What to produce:
Rewrite the lines of the items below as a numbered list, skipping any blank lines. Leave the pictures out of your answer.
START Data entries
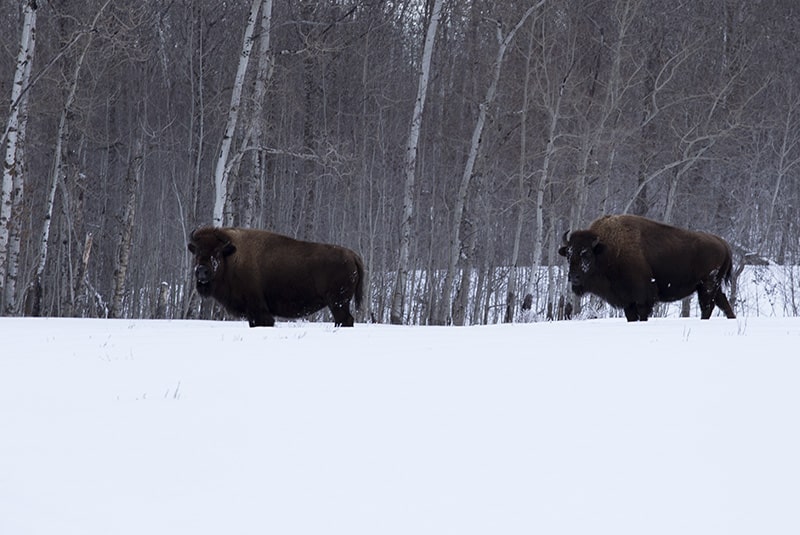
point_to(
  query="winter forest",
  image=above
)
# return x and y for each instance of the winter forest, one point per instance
(450, 143)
END Data entries
Task solution:
1. point_to(
2.   query="winter forest",
3.   image=above
4. )
5. # return x and y for each instance of the winter forest, one point per instance
6. (450, 143)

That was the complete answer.